[Direction] Please rewrite the data below with every "place a pin" replaced by "mark a point" and nothing else changed. Leave the pictures out of your version.

* Begin *

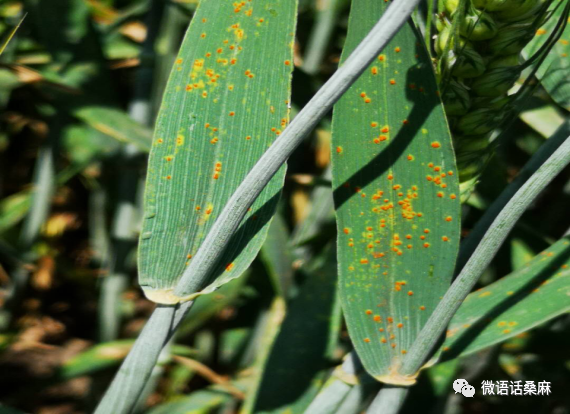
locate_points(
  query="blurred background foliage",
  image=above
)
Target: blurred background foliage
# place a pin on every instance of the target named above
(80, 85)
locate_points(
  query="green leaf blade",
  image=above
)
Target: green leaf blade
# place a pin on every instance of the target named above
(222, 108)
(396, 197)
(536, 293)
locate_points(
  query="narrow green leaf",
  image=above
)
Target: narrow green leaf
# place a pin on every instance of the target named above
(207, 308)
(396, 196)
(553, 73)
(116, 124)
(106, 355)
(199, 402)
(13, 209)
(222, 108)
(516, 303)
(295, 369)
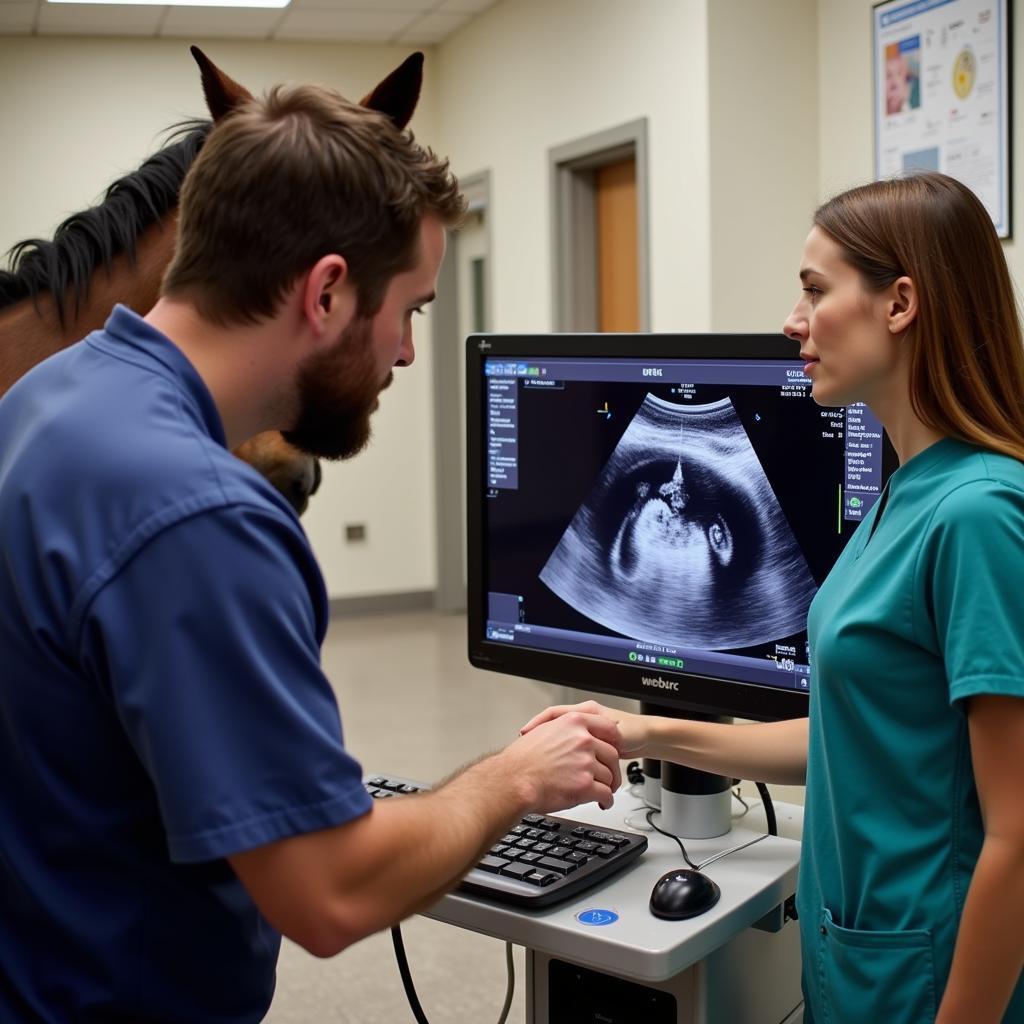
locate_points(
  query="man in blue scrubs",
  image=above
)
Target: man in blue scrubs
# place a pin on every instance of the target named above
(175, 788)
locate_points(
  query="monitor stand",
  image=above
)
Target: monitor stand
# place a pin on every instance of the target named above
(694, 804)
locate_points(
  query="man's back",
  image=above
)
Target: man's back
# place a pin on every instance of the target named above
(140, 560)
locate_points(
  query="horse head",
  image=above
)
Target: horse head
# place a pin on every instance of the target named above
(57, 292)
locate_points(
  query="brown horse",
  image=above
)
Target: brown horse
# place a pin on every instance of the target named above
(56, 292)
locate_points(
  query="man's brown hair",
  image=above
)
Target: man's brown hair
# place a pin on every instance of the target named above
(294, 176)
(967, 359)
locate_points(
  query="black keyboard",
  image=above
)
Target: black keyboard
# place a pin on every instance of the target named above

* End *

[Output of the exercise]
locate_points(
  query="blurred background foliage",
  image=above
)
Target: blurred background foliage
# mark a point on every instance of the target named above
(80, 85)
locate_points(
  query="green leaf blade",
  image=above
)
Target: green leaf blade
# mark a point on every instance of the target named above
(222, 108)
(396, 197)
(536, 293)
locate_points(
  query="narrow green leaf",
  image=above
)
Target: narrow green leaf
# mark a point on every instance of the target named above
(207, 308)
(396, 196)
(553, 73)
(116, 124)
(106, 355)
(199, 402)
(13, 209)
(222, 108)
(516, 303)
(295, 369)
locate_points(
  query="man in blue scrubs",
  image=above
)
Target: man in blue scrubs
# mark a point on every instance of the target named above
(175, 788)
locate_points(
  query="monitor stand",
  image=above
)
Target: monitor stand
# mark a point on every instance of the target named above
(694, 804)
locate_points(
  query="man's back",
  image=above
)
Target: man's back
# mark a point on every instance of the target named above
(140, 560)
locate_points(
  query="horse head",
  image=above
)
Target: horse head
# mark a point on every instance of the target named above
(57, 292)
locate_points(
  query="brown horse",
  image=above
)
Target: brown horse
# mark a point on every instance of the target named above
(56, 292)
locate_points(
  query="man's brown hair",
  image=above
)
Target: man's brown hair
# mark a point on every instance of the target named above
(294, 176)
(967, 359)
locate_points(
  query="black keyboard",
  image=above
)
Target: black keyboard
# mark a point on every instance of the target named above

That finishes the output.